[Text shown]
Usually, defending free speech rights is much more of a lonely task. For instance, the day before the Paris murders, I wrote an article about multiple cases where Muslims are being prosecuted and even imprisoned by western governments for their online political speech – assaults that have provoked relatively little protest, including from those free speech champions who have been so vocal this week.

 

I’ve previously covered cases where Muslims were imprisoned for many years in the U.S. for things like translating and posting “extremist” videos to the internet, writing scholarly articles in defense of Palestinian groups and expressing harsh criticism of Israel, and even including a Hezbollah channel in a cable package. That’s all well beyond the numerous cases of jobs being lost or careers destroyed for expressing criticism of Israel or (much more dangerously and rarely) Judaism. I’m hoping this week’s celebration of free speech values will generate widespread opposition to all of these long-standing and growing infringements of core political rights in the west, not just some.

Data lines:
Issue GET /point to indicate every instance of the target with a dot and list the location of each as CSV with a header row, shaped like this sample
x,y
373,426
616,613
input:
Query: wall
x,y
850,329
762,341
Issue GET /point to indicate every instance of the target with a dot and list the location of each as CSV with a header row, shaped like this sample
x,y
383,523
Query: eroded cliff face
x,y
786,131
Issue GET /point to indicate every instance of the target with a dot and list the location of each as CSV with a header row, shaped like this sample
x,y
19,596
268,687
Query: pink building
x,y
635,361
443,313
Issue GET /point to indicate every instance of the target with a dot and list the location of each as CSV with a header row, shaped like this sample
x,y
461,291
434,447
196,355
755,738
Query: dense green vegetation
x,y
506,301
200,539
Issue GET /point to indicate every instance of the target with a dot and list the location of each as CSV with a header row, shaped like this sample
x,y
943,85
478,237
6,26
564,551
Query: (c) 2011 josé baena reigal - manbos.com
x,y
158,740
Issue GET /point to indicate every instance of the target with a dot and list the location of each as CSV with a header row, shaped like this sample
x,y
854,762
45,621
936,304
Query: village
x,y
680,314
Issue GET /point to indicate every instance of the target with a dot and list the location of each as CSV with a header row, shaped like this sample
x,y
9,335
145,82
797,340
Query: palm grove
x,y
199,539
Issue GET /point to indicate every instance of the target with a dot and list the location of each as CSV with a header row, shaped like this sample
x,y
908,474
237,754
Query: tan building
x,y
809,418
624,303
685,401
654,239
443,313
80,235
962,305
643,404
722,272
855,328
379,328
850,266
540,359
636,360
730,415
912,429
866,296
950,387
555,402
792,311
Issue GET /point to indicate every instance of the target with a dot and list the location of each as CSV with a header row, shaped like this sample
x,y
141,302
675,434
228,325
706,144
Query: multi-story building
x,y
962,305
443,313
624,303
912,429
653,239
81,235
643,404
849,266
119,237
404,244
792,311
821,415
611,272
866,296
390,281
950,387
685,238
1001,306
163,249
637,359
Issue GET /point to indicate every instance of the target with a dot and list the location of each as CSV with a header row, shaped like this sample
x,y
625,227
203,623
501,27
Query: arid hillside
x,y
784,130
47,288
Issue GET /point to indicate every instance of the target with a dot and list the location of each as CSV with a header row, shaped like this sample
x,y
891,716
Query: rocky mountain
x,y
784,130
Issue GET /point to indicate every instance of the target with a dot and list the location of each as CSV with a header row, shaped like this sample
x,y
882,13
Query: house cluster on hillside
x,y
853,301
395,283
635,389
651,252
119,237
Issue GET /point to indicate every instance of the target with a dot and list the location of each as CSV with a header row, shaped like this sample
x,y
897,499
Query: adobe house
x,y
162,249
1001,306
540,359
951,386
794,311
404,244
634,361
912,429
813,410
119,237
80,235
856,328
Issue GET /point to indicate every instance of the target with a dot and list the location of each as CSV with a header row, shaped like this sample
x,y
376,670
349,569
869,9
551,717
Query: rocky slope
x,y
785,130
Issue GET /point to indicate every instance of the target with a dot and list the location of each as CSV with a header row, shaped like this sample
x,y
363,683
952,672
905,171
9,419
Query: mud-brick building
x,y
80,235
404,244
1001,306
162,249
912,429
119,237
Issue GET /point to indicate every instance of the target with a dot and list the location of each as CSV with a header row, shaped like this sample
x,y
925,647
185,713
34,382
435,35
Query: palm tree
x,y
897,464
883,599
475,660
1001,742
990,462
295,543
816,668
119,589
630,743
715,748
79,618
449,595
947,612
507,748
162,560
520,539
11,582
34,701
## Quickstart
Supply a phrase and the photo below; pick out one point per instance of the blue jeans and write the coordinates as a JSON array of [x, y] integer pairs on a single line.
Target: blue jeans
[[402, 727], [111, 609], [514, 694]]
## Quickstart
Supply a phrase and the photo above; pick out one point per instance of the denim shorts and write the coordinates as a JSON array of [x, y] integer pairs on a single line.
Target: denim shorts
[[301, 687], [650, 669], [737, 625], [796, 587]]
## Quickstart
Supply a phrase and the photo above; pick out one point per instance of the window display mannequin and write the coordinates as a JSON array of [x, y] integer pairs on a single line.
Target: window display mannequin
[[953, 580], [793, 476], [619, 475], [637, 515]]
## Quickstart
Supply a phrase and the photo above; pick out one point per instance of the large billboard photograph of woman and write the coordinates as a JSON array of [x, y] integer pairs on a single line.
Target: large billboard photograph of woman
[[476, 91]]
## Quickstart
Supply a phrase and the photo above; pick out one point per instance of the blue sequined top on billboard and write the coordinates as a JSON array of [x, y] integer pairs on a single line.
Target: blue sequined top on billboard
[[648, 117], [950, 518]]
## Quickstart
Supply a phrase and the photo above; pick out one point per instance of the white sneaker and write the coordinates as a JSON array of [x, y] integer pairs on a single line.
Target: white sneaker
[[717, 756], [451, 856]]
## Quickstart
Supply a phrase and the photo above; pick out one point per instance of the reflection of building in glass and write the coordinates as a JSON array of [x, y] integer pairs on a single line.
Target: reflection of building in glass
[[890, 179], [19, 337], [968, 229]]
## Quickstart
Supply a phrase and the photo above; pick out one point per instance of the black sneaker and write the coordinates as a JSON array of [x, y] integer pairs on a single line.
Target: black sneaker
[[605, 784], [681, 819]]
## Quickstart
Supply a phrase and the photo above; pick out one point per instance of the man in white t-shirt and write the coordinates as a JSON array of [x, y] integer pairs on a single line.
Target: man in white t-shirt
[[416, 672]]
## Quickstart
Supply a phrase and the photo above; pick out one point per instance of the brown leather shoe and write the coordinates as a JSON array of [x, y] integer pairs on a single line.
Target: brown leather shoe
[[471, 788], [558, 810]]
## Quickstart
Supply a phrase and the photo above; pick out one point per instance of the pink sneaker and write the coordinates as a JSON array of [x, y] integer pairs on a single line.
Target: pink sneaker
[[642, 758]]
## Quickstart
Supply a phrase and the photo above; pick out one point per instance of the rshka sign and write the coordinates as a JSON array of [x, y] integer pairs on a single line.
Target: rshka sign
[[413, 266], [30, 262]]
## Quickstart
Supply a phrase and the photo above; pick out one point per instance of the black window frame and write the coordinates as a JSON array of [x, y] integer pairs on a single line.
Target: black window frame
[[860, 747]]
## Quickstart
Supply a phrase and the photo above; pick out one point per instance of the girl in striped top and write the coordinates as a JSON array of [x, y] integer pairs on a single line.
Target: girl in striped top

[Problem 1]
In the free speech text, when did the writer publish the article about Muslims being prosecuted for online political speech?
[Problem 2]
From the free speech text, extract the passage between "Usually, defending free" and "vocal this week.", inclusive.

[Exercise output 1]
The day before the Paris murders.

[Exercise output 2]
Usually, defending free speech rights is much more of a lonely task. For instance, the day before the Paris murders, I wrote an article about multiple cases where Muslims are being prosecuted and even imprisoned by western governments for their online political speech – assaults that have provoked relatively little protest, including from those free speech champions who have been so vocal this week.